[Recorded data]
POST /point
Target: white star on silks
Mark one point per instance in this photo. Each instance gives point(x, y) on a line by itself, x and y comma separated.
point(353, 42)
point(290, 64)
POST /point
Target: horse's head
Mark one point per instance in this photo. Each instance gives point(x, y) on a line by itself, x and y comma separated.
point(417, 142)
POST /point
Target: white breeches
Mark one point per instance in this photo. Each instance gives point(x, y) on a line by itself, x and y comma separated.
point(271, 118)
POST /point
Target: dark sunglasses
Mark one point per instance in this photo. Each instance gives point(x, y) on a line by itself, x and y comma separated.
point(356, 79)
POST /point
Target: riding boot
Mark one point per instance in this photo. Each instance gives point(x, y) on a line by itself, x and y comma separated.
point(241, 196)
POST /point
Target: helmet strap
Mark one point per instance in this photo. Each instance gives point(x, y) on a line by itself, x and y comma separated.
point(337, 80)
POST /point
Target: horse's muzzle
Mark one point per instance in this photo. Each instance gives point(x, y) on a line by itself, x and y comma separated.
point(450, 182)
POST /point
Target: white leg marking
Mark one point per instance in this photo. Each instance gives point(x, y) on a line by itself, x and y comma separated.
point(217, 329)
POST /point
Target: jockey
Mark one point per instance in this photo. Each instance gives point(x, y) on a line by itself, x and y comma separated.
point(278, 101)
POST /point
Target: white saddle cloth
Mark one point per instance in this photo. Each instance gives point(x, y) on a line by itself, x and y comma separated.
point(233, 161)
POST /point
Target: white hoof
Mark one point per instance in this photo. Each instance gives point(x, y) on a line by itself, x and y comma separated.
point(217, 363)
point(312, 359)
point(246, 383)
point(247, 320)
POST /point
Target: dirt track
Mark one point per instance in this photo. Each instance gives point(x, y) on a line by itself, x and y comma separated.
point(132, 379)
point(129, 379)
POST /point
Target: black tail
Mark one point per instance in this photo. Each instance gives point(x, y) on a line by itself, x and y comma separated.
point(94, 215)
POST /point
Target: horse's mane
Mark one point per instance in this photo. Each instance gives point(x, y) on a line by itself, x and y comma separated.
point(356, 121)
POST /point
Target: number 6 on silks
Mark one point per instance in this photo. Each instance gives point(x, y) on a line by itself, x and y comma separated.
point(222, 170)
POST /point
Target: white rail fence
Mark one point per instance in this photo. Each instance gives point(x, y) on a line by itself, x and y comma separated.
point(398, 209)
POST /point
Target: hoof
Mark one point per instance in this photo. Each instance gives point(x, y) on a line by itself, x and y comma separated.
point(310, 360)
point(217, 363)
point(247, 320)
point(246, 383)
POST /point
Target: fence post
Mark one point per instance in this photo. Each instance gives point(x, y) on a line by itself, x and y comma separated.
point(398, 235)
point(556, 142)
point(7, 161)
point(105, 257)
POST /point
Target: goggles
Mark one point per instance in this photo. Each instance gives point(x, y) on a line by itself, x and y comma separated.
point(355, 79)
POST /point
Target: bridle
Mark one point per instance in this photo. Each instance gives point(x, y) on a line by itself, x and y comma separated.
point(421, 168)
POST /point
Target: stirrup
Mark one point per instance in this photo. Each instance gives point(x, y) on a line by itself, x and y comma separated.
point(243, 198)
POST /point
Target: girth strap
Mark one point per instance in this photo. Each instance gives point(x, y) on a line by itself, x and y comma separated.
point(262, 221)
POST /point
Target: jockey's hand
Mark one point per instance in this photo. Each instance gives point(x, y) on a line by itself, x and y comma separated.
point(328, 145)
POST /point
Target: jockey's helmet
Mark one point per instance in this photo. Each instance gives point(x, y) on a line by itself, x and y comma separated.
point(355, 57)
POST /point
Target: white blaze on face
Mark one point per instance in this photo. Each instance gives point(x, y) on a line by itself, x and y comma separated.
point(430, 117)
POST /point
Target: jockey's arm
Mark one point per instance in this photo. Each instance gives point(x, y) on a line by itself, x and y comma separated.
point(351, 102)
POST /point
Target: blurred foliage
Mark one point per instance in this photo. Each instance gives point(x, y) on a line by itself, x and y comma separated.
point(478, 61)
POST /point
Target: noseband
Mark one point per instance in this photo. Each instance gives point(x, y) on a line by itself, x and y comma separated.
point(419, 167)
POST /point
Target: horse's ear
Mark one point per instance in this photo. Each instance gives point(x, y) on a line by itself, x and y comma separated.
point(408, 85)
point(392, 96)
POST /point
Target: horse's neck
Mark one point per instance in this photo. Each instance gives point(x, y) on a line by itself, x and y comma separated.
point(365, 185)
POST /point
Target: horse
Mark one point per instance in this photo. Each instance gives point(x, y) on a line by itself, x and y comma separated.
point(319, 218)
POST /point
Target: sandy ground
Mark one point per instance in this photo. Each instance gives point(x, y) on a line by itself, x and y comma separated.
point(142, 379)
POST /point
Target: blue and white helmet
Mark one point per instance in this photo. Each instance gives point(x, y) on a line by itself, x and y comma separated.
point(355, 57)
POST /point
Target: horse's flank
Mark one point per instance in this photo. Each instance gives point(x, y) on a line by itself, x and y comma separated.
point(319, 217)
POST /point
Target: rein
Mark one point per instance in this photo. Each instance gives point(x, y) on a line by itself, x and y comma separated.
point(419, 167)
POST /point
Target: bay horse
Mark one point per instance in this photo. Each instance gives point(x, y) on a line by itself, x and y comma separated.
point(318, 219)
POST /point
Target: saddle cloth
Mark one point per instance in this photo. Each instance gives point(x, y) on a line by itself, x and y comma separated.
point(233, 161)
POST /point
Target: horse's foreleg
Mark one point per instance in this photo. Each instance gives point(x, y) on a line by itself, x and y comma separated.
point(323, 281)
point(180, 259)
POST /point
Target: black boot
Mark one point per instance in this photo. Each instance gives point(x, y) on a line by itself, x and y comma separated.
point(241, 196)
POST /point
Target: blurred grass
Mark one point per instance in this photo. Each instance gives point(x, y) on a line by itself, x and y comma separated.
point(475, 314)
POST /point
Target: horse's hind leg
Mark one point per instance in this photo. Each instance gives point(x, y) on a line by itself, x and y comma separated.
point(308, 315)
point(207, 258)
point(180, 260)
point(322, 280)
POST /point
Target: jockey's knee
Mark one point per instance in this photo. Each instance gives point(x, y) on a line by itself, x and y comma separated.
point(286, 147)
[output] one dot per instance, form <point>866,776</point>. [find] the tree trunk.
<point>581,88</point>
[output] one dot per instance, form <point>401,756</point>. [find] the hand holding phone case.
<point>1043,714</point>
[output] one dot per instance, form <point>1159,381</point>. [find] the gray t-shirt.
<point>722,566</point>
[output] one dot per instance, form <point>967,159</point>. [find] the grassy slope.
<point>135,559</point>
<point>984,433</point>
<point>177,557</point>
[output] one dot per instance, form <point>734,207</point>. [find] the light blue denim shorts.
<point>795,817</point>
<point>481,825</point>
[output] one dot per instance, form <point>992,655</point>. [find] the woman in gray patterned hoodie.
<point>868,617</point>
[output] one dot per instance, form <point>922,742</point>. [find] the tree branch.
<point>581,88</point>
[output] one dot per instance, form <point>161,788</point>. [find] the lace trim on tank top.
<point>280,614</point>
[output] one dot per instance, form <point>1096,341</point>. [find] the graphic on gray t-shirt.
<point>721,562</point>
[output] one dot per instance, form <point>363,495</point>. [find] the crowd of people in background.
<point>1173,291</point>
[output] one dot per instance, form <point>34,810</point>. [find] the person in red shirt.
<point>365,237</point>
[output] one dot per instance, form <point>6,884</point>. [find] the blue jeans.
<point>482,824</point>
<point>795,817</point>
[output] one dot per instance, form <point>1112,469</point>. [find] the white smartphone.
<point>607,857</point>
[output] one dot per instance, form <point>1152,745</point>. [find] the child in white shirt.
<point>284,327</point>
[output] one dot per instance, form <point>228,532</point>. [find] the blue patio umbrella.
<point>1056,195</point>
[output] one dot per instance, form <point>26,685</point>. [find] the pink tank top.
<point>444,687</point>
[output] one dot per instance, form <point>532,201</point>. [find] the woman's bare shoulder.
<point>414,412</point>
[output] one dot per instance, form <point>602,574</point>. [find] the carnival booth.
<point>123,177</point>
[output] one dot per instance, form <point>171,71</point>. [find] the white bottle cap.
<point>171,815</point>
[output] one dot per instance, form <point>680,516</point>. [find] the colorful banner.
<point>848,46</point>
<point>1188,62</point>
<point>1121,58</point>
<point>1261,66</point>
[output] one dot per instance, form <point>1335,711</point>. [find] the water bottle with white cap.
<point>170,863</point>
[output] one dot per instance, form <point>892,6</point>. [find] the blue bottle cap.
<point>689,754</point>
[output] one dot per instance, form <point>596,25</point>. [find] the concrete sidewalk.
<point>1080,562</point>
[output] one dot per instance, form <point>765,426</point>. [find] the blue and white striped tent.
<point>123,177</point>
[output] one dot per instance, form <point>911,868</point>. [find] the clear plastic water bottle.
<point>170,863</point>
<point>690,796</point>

(What to work on) Return every line above in which the string "cloth" occurs.

(Finished task)
Target: white saddle cloth
Target: saddle cloth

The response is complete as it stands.